[Image location labeling entries]
** start **
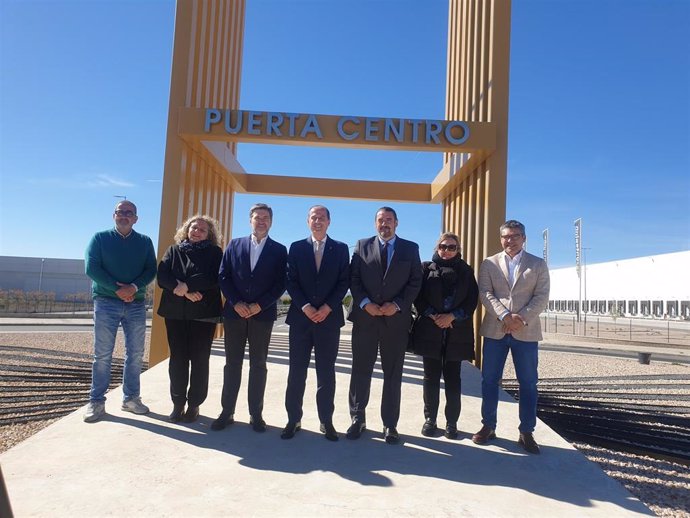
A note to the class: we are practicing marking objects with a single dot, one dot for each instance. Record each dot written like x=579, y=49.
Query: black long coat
x=427, y=338
x=199, y=269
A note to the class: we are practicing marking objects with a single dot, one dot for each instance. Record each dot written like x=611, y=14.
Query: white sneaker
x=135, y=406
x=94, y=411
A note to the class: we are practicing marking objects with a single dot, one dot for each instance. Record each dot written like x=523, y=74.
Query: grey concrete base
x=128, y=465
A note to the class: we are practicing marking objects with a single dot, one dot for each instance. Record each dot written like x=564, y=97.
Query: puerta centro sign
x=279, y=125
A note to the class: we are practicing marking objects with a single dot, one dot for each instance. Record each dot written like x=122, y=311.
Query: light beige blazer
x=527, y=297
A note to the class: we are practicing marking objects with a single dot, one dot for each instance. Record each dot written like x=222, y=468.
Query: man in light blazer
x=252, y=279
x=386, y=275
x=317, y=279
x=514, y=289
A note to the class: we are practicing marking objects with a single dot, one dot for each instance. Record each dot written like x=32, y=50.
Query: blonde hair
x=214, y=236
x=448, y=235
** end **
Can you echo every line of the material above word for word, leaving out the pictures?

RESPONSE:
A note to the class: we are practicing marking objects with a single dot, one dot for each instance. Record each dot written like x=579, y=49.
Query: black long coat
x=427, y=338
x=199, y=269
A note to the class: we are practicing marking objects with a single dot, one dot for each instance. Record each dot written like x=611, y=14.
Query: white sneaker
x=135, y=406
x=94, y=411
A note to the class: we are practicing marking objects with a single dot, one dot for each instance. Record each dot written like x=523, y=74.
Query: grey concrete base
x=128, y=465
A note to the class: we are practicing marking objects with a single dot, one dot for each instance. Record each dot written like x=564, y=97.
Query: puerta centro sign
x=279, y=125
A note to the class: we are practicing marking objects with a single dot, one dot for each instance. Record each dot written like x=122, y=311.
Query: light beige blazer
x=527, y=297
A note to the class: we are practicing marking objects with a single dot, one dot for each instance. Record each dot written like x=222, y=468.
Query: man in light blazer
x=252, y=279
x=386, y=275
x=317, y=279
x=514, y=289
A note to the class: we are practicing marking objects with a single dot, one dot for each instance. Record each dot written like x=32, y=50.
Query: blonde hair
x=214, y=236
x=448, y=235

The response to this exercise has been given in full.